:: BRIEF A ::
Below the grant summary is a listing. Pull out every line of that listing containing the string "gray", matching case exactly.

:: EXTRACT ::
************

Program

Research Programs: Fellowships for University Teachers

Period of Performance

8/1/2008 - 7/31/2009

Funding Totals

$50,400.00 (approved)
$50,400.00 (awarded)


Central America's Encounter with U.S. Manifest Destiny, 1848-1860

FAIN: FA-54152-08

Michel Gobat
University of Iowa (Iowa City, IA 52242-1320)

This project explores the rise and fall of the United States' first overseas empire, which was built in Central America by William Walker and his band of nearly 10,000 colonists. Walker's imperial venture eventually drove thousands of Central Americans to expel the intruders in the name of Catholic nationalism. Contrary to conventional wisdom, many other Central Americans supported Walker because they deemed his "empire of liberty" a more democratic polity than their own nation-state. By explaining why many Central Americans backed Walker's regime, even as most others sought to destroy it, this project illuminates the transnational nature of U.S. expansionism and its apparently democratic appeal. It also reveals religion's key role in forging the most successful anti-U.S. movement in Latin American history. This study elucidates a critical but overlooked moment in the history of pro- and anti-Americanism, a moment with profound implications for the meaning of those sentiments today.





Associated Products

"The Invention of Latin America: A Transnational History of Anti-Imperialism, Democracy, and Race" (Article)
Title: "The Invention of Latin America: A Transnational History of Anti-Imperialism, Democracy, and Race"

************

:: RECORD SET ::
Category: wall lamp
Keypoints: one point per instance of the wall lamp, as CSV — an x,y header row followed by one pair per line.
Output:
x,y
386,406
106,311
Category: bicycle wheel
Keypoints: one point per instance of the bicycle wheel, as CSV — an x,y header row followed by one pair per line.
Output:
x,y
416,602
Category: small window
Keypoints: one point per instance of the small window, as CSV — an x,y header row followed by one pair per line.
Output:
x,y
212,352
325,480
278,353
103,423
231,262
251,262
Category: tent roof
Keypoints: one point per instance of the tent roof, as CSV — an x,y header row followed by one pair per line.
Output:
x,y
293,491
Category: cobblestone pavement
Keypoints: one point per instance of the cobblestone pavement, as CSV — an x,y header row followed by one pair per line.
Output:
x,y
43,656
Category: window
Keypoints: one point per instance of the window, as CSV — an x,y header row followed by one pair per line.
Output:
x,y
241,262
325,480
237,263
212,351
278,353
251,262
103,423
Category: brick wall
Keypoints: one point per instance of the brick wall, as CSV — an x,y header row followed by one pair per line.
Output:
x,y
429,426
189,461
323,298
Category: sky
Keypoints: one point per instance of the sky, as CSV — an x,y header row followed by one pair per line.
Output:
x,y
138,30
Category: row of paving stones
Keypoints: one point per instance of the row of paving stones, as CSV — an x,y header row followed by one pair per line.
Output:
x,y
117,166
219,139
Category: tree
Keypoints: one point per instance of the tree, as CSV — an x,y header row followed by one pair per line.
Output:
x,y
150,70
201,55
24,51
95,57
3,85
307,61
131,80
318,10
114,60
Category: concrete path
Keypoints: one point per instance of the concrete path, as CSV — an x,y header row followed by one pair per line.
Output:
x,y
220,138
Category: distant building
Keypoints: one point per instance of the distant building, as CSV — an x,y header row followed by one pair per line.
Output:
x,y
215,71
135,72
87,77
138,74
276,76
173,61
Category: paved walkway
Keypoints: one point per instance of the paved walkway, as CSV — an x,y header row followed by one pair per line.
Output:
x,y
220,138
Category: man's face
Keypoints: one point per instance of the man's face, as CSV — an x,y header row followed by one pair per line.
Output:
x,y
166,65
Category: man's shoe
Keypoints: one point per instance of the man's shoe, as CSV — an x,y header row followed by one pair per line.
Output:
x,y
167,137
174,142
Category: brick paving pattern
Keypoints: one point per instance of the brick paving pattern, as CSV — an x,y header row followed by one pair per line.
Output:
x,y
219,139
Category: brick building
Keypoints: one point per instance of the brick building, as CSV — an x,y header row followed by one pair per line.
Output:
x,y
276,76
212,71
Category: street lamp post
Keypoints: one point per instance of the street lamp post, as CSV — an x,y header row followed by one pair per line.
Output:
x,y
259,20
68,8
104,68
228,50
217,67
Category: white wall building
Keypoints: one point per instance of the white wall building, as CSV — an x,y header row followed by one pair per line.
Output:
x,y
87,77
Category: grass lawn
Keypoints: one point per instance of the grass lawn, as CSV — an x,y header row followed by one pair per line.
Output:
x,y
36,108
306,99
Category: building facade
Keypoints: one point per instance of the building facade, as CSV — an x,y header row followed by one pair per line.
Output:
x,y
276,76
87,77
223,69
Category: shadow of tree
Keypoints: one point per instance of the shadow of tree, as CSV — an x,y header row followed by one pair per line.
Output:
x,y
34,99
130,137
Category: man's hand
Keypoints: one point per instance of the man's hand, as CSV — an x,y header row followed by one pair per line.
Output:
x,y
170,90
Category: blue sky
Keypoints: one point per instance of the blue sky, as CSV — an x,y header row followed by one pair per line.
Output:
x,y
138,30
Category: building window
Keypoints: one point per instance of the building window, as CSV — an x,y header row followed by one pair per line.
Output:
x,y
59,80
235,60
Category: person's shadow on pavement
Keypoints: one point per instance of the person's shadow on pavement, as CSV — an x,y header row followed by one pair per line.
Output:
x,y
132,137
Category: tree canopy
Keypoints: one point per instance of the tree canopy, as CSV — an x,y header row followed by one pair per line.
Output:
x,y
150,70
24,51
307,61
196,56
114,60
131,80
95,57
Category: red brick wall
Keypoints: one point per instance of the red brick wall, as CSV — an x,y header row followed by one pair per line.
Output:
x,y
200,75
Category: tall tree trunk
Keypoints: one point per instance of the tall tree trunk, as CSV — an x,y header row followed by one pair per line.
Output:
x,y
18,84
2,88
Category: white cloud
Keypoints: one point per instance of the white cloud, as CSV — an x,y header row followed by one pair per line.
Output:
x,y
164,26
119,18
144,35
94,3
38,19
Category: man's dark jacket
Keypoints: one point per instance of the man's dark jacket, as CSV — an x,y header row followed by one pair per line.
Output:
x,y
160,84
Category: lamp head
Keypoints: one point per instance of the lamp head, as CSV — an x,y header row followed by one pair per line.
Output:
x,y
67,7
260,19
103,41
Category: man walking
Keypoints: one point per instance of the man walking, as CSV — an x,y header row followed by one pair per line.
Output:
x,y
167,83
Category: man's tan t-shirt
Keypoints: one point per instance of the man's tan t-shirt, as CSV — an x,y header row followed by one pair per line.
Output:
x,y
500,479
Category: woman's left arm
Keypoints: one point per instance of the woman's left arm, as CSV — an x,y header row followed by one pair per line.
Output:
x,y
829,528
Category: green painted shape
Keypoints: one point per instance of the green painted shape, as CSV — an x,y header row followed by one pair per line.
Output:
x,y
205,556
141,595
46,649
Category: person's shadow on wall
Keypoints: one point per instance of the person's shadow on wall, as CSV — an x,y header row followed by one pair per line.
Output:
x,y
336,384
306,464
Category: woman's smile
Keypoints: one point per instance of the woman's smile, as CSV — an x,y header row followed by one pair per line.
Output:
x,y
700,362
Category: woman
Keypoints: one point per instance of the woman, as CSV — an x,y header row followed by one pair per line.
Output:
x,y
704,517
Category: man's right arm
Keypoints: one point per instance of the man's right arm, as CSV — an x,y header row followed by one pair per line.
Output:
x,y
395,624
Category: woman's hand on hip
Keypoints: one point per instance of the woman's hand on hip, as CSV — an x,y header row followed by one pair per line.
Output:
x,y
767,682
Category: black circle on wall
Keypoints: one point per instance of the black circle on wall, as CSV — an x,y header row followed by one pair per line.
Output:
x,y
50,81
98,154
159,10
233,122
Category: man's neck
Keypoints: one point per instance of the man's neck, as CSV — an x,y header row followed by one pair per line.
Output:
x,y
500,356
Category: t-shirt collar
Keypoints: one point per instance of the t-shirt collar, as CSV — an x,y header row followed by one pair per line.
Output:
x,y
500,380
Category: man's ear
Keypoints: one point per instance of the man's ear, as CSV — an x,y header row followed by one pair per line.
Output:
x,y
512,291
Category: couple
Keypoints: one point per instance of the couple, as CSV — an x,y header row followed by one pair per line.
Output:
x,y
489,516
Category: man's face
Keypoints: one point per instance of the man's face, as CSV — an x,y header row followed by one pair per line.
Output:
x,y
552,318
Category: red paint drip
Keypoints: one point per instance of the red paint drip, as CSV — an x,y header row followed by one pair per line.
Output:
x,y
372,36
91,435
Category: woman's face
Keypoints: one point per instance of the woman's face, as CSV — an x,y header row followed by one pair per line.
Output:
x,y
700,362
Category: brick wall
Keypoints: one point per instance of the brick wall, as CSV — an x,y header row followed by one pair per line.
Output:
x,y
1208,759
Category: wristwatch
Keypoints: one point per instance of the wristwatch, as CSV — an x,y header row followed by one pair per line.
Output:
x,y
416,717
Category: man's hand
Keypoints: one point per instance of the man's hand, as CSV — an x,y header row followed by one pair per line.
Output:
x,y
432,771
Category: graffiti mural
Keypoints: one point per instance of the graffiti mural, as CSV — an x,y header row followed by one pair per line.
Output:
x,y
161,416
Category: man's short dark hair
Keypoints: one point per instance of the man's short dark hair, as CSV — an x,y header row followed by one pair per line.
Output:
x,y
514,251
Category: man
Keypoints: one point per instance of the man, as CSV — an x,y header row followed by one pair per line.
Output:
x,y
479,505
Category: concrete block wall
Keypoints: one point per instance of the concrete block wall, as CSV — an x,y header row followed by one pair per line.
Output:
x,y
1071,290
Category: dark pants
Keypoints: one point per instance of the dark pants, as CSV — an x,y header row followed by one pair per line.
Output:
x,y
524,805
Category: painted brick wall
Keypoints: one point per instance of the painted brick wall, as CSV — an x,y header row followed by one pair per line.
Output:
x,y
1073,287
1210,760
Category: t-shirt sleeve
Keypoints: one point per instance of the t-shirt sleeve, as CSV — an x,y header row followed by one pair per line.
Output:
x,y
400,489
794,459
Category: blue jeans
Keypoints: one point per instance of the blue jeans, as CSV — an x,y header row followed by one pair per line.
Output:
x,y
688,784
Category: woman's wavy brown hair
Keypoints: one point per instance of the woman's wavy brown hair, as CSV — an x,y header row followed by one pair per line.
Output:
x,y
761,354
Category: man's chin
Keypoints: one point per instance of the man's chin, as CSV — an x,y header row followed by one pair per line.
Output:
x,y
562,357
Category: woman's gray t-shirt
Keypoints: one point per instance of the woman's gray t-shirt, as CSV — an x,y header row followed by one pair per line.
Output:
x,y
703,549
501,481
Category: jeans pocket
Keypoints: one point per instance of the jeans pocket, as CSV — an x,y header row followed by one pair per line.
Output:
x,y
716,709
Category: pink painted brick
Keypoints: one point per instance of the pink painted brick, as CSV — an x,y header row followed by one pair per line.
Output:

************

:: BRIEF B ::
For each statement, say yes or no according to the grant summary above, and quote the words that settle it. (i) The period of performance ended on 7/31/2009. (ii) The awarded amount was smaller than the approved amount. (iii) Walker's band numbered nearly 10,000 colonists.

:: CORRECT OUTPUT A ::
Category: woman's gray t-shirt
Keypoints: one point per instance of the woman's gray t-shirt, as CSV — an x,y header row followed by one pair per line.

:: CORRECT OUTPUT B ::
(i) Yes: "8/1/2008 - 7/31/2009"
(ii) No: "$50,400.00 (approved)" and "$50,400.00 (awarded)"
(iii) Yes: "his band of nearly 10,000 colonists"